- DATA FOR PROCESSING:
***

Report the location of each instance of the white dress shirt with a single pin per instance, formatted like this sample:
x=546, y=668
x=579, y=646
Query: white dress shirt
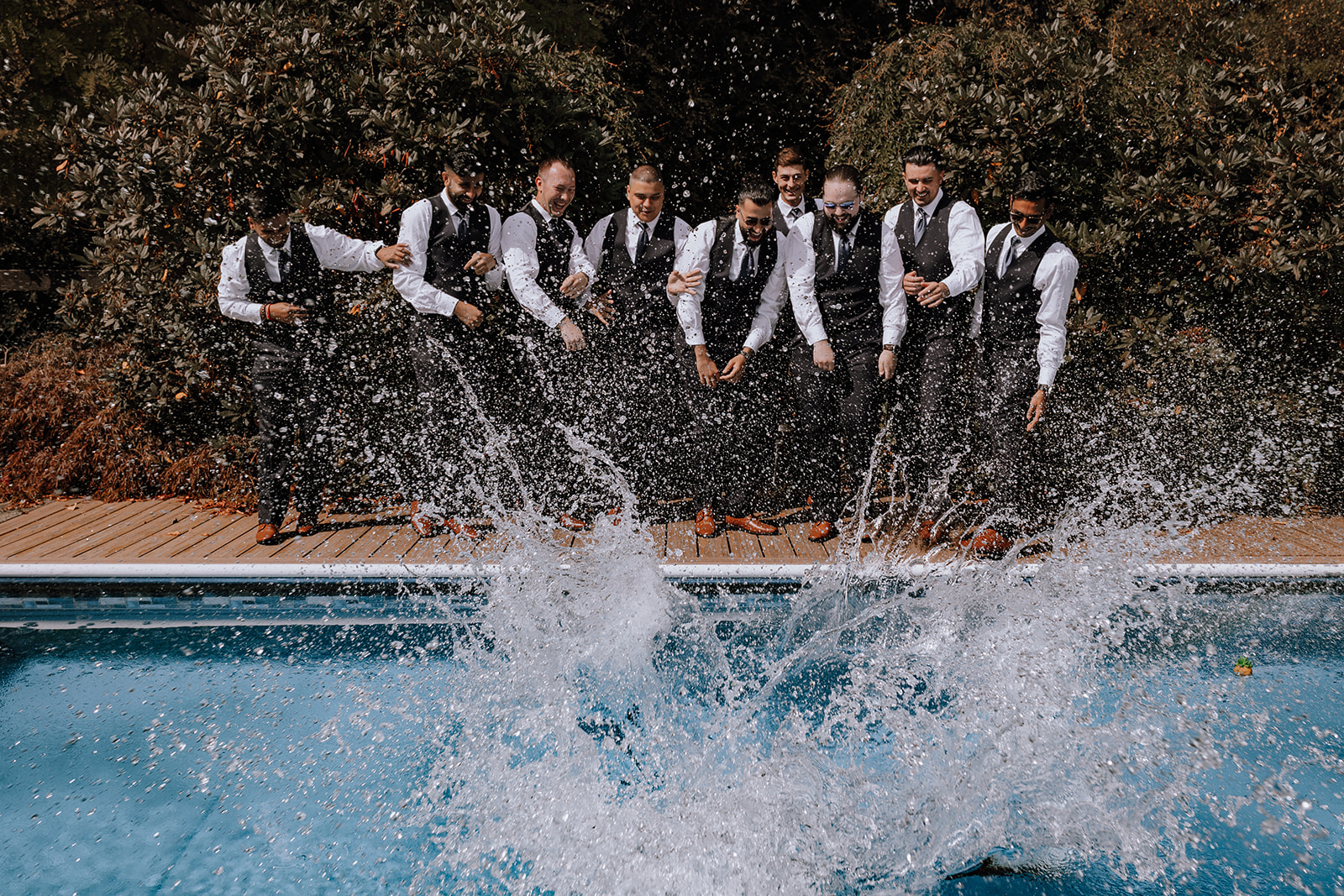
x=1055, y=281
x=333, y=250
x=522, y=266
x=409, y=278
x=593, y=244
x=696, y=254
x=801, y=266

***

- WORK REQUEST: A faithful, word-for-word copy of the records above, pictures left out, is the answer.

- SOLUTION:
Report the location of each instance of the white dress shirt with a single pin per instance, formatted like this sample:
x=546, y=668
x=579, y=646
Query: white dress shirt
x=1055, y=281
x=333, y=250
x=522, y=266
x=409, y=278
x=593, y=244
x=696, y=254
x=801, y=266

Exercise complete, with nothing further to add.